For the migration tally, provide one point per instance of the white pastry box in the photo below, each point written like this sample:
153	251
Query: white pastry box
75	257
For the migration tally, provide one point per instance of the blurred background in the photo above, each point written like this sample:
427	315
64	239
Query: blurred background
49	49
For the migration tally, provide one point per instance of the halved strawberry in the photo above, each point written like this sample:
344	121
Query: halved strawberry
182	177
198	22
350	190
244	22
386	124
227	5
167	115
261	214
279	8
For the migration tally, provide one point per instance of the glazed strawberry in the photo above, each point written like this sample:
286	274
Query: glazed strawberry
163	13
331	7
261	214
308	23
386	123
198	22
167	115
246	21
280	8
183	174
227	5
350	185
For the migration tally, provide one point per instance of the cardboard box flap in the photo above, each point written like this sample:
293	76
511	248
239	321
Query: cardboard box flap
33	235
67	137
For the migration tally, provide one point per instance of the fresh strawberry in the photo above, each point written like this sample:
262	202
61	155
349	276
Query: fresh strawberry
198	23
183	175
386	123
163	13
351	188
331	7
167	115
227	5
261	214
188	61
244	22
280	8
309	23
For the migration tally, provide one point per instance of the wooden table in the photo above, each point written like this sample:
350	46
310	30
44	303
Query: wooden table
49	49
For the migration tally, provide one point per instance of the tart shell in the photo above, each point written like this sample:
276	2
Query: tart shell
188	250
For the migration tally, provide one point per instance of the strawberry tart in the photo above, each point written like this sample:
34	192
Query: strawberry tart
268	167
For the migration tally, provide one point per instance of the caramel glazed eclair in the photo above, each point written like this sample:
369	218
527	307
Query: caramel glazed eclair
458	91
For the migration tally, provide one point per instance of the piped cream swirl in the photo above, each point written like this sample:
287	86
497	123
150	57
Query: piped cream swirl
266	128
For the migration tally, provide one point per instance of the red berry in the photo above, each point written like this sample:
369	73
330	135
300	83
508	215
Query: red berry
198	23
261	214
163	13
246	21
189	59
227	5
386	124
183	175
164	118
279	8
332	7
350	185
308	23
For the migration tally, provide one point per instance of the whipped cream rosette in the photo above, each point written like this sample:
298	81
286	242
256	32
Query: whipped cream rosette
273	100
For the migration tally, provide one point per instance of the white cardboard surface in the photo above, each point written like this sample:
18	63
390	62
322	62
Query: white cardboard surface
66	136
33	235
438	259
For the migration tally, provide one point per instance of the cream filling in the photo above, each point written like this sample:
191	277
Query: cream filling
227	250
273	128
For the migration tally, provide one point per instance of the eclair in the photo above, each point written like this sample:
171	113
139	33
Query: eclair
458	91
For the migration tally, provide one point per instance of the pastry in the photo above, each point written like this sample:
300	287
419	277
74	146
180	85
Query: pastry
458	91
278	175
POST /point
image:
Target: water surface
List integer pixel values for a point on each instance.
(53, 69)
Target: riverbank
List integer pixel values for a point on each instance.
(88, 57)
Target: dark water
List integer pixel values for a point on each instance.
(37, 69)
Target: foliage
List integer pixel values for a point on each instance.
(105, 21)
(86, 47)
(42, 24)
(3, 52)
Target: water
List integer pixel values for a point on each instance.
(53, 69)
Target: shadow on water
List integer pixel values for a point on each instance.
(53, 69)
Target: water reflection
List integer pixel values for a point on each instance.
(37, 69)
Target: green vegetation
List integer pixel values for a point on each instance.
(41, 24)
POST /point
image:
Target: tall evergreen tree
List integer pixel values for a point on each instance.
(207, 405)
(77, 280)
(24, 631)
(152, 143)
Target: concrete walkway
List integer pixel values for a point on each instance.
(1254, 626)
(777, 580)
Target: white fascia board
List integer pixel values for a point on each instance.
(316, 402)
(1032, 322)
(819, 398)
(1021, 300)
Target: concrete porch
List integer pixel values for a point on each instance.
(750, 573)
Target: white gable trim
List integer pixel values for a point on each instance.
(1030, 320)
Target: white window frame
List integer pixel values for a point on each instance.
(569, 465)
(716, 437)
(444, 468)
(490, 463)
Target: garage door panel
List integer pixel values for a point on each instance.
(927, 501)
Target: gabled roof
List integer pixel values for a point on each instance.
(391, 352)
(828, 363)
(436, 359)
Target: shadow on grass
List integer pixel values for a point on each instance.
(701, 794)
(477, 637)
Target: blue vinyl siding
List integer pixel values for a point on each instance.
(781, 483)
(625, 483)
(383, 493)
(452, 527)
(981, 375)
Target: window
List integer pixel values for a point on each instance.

WHAT IS REQUIRED:
Rewrite all of the lines above as a numbered list, omitting any blank lines.

CORRECT RESULT:
1. For the migration tally, provide one point per instance of the white pastry box in the photo below, each point written like this sample:
2. 153	251
3. Query: white pastry box
4. 75	257
5. For the migration tally, provide one point per instance of the blurred background in the photo above, each point written like this sample:
6. 427	315
7. 64	239
8. Query: blurred background
9. 49	49
10. For the migration tally, provide one point per instance of the halved strawberry in the photo above, each point written like this sample:
11. 344	121
12. Query: halved strawberry
13. 182	177
14. 198	22
15. 350	190
16. 244	22
17. 386	124
18. 227	5
19. 167	115
20. 261	214
21. 279	8
22. For the migration tally, provide one point per instance of the glazed strawberry in the photo above, each point written like this sample:
23. 286	274
24. Query: glazed strawberry
25. 163	13
26. 331	7
27. 261	214
28. 308	23
29. 386	123
30. 198	22
31. 167	115
32. 246	21
33. 280	8
34. 183	174
35. 227	5
36. 350	185
37. For the migration tally, provide one point per instance of the cardboard box flap in the photo above, each point written like this sample:
38. 293	76
39. 511	248
40. 239	321
41. Query: cardboard box flap
42. 33	235
43. 67	137
44. For the migration tally, provide one point per instance of the fresh strawberry in the photo above, each point written like this sample:
45. 262	202
46. 61	155
47. 349	276
48. Query: fresh strawberry
49. 198	23
50. 183	175
51. 386	123
52. 163	13
53. 351	188
54. 331	7
55. 167	115
56. 227	5
57. 261	214
58. 188	61
59. 244	22
60. 280	8
61. 309	23
62. For the migration tally, provide one point per instance of the wooden table in the photo above, each point written like this sample:
63. 350	46
64. 310	30
65. 44	303
66. Query: wooden table
67. 49	49
68. For the migration tally, provide one point per instance of the tart shell in the photo above, each point written like this sample:
69. 276	2
70. Query: tart shell
71. 188	250
72. For the migration tally, provide one point per instance of the strawberry tart in the photo above, each point written like this sample:
73. 34	192
74. Query: strawberry tart
75. 268	167
76. For the migration tally, provide one point per instance of the caramel glazed eclair in the photo above, each point written like this sample:
77. 369	218
78. 527	307
79. Query: caramel glazed eclair
80. 458	91
81. For the migration tally, provide one point per instance of the piped cream swirl in the photo above, each point written like this sample:
82. 287	86
83. 497	123
84. 150	57
85. Query: piped cream swirl
86. 266	128
87. For the migration tally, provide one point per instance of the red berry in the photo above, each point written like this sample:
88. 369	73
89. 330	135
90. 300	83
91. 508	215
92. Query: red berry
93. 198	23
94. 261	214
95. 163	13
96. 246	21
97. 189	59
98. 227	5
99. 386	124
100. 183	175
101. 164	118
102. 279	8
103. 332	7
104. 350	185
105. 308	23
106. For the migration tally, provide one point per instance of the whipped cream rosette in the photo above, each point written like this sample:
107. 298	81
108. 286	242
109. 256	32
110. Query: whipped cream rosette
111. 273	100
112. For the migration tally, provide one point per instance of the white cardboard surface in the photo above, each point written like this sample:
113. 18	63
114. 390	62
115. 322	62
116. Query: white cardboard surface
117. 66	136
118. 33	235
119. 438	259
120. For the migration tally, provide one point per instance of the cream filling in the photo above, each point written like this sample:
121. 191	277
122. Query: cream filling
123. 227	250
124. 273	128
125. For the migration tally, provide one point per instance of the eclair in the photo above, each point written like this sample:
126. 171	113
127. 139	33
128. Query: eclair
129. 458	91
130. For the migration tally, provide one point per instance of the pastry in the photo above, each point written like this sample:
131. 300	287
132. 419	277
133. 74	146
134. 180	85
135. Query: pastry
136. 458	91
137. 278	175
138. POST /point
139. image:
140. Target: water surface
141. List integer pixel values for a point on each instance.
142. (53, 69)
143. Target: riverbank
144. List integer pixel values for a point on each instance.
145. (88, 57)
146. Target: dark water
147. List integer pixel values for a point on each instance.
148. (37, 69)
149. Target: foliage
150. List integer pixel values for a point on each instance.
151. (105, 21)
152. (86, 47)
153. (42, 24)
154. (3, 52)
155. Target: water
156. List integer pixel values for a point on each instance.
157. (53, 69)
158. Target: shadow on water
159. List integer pixel values for a point on each instance.
160. (53, 69)
161. Target: water reflection
162. List integer pixel values for a point on each instance.
163. (37, 69)
164. Target: green vegetation
165. List integer pixel values for a point on each instance.
166. (41, 24)
167. POST /point
168. image:
169. Target: tall evergreen tree
170. List integer pixel values for a point on each instance.
171. (207, 405)
172. (77, 280)
173. (24, 631)
174. (152, 143)
175. Target: concrete walkway
176. List integer pixel values for a point on each instance.
177. (1254, 626)
178. (777, 580)
179. Target: white fascia board
180. List integer pixel values for a point on each instance.
181. (316, 402)
182. (1032, 322)
183. (819, 398)
184. (1021, 300)
185. Target: concrete porch
186. List integer pixel values for a point on each instance.
187. (750, 573)
188. Target: white gable trim
189. List integer pixel values for a point on each instance.
190. (1030, 320)
191. Target: white window frame
192. List integer pixel values for a point on each instance.
193. (569, 465)
194. (716, 437)
195. (444, 468)
196. (490, 463)
197. Target: garage door panel
198. List integer pixel values for a point on each instance.
199. (927, 501)
200. Target: gabled roof
201. List integer pixel values for a point on each instance.
202. (391, 352)
203. (828, 363)
204. (436, 359)
205. Target: shadow on grass
206. List integer pixel values for a point on each instance.
207. (701, 794)
208. (477, 637)
209. Target: blue vinyl siding
210. List integer pixel values for a point on each instance.
211. (781, 483)
212. (625, 483)
213. (383, 493)
214. (452, 527)
215. (981, 375)
216. Target: window
217. List integer pixel values for a point on each instance.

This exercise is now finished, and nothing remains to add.